■ What needs to be done ■
Every line of the material below must be repeated exactly.
═══
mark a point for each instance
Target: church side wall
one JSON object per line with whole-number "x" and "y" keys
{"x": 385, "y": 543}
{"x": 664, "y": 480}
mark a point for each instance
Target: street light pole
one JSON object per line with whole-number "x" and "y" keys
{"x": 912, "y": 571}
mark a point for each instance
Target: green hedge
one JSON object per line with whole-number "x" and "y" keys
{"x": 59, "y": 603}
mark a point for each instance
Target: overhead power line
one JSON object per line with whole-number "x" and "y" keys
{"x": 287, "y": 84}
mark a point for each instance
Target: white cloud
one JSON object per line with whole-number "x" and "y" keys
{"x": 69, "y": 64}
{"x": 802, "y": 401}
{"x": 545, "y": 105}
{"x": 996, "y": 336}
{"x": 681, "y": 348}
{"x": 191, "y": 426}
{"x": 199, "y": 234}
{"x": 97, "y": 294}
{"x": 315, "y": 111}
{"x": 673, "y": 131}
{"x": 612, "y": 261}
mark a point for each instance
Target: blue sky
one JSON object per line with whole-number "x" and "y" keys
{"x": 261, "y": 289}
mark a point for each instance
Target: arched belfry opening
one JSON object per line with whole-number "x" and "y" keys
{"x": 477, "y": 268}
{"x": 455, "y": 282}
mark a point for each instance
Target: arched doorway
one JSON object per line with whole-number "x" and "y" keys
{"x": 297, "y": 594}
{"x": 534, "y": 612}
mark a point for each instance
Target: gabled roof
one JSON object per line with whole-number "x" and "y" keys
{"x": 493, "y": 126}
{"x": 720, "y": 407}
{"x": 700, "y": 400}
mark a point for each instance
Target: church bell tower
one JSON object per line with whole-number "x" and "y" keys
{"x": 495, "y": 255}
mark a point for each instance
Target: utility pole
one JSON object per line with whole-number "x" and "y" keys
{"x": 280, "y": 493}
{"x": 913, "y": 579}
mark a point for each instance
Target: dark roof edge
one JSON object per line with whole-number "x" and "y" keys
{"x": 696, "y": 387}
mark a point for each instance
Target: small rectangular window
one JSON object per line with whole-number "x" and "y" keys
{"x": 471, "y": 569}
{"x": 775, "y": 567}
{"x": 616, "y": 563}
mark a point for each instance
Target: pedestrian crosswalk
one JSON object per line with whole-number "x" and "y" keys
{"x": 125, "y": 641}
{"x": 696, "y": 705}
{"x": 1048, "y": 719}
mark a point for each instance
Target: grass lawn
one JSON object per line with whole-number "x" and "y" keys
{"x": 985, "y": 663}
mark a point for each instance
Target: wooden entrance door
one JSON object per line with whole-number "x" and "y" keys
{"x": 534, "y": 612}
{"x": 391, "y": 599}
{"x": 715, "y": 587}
═══
■ Solution below ■
mark a point for each instance
Target: church side wall
one JSON object per line with whole-number "x" and "y" keys
{"x": 385, "y": 543}
{"x": 664, "y": 480}
mark a point for each instance
Target: street light pole
one JSON object per line with whole-number "x" and "y" keys
{"x": 912, "y": 571}
mark a point for each instance
Target: green hedge
one JSON object per line with whole-number "x" and "y" keys
{"x": 59, "y": 603}
mark a point for each instance
Target: overhead power line
one JSON object per line with whole-number "x" and "y" keys
{"x": 287, "y": 84}
mark a point for each instance
Target: white cloud
one JSON object per line with whole-number "x" and "y" keys
{"x": 69, "y": 64}
{"x": 802, "y": 401}
{"x": 545, "y": 105}
{"x": 996, "y": 336}
{"x": 681, "y": 348}
{"x": 191, "y": 426}
{"x": 199, "y": 234}
{"x": 97, "y": 294}
{"x": 315, "y": 111}
{"x": 673, "y": 131}
{"x": 612, "y": 261}
mark a point for each instance
Target: blue sky
one JSON object per line with whole-number "x" and "y" keys
{"x": 261, "y": 289}
mark a point for each instance
Target: arched belfry opening
one JSON object per line with whole-number "x" and "y" keys
{"x": 477, "y": 268}
{"x": 455, "y": 282}
mark a point for each instance
Target: arched doorway
one JSON object per line with whole-number "x" and "y" keys
{"x": 297, "y": 594}
{"x": 534, "y": 612}
mark a point for each instance
Target: gabled roof
one JSON object per line with whole-number "x" and "y" keys
{"x": 493, "y": 126}
{"x": 720, "y": 407}
{"x": 700, "y": 400}
mark a point for each instance
Target: church bell tower
one JSON object per line with whole-number "x" and "y" keys
{"x": 495, "y": 255}
mark a point for each instance
Target: utility pole
one JSON object per line with whole-number "x" and "y" keys
{"x": 280, "y": 493}
{"x": 913, "y": 579}
mark a point for each instance
Target: dark roof edge
one JSON object per line with whole-number "x" and "y" keys
{"x": 696, "y": 387}
mark a point for each instance
Target: small rectangular window
one JSON object per line with whole-number "x" and "y" keys
{"x": 471, "y": 569}
{"x": 775, "y": 567}
{"x": 616, "y": 563}
mark a point for each instance
Target: pedestrian crosswalk
one JSON object per line with whole-number "x" and "y" keys
{"x": 125, "y": 641}
{"x": 696, "y": 705}
{"x": 1048, "y": 719}
mark a point for each instance
Target: grass lawn
one JSON object per line with whole-number "x" and "y" keys
{"x": 985, "y": 663}
mark a point for each instance
Target: wooden entrance door
one JSON object per line with whole-number "x" and "y" keys
{"x": 534, "y": 612}
{"x": 391, "y": 599}
{"x": 715, "y": 587}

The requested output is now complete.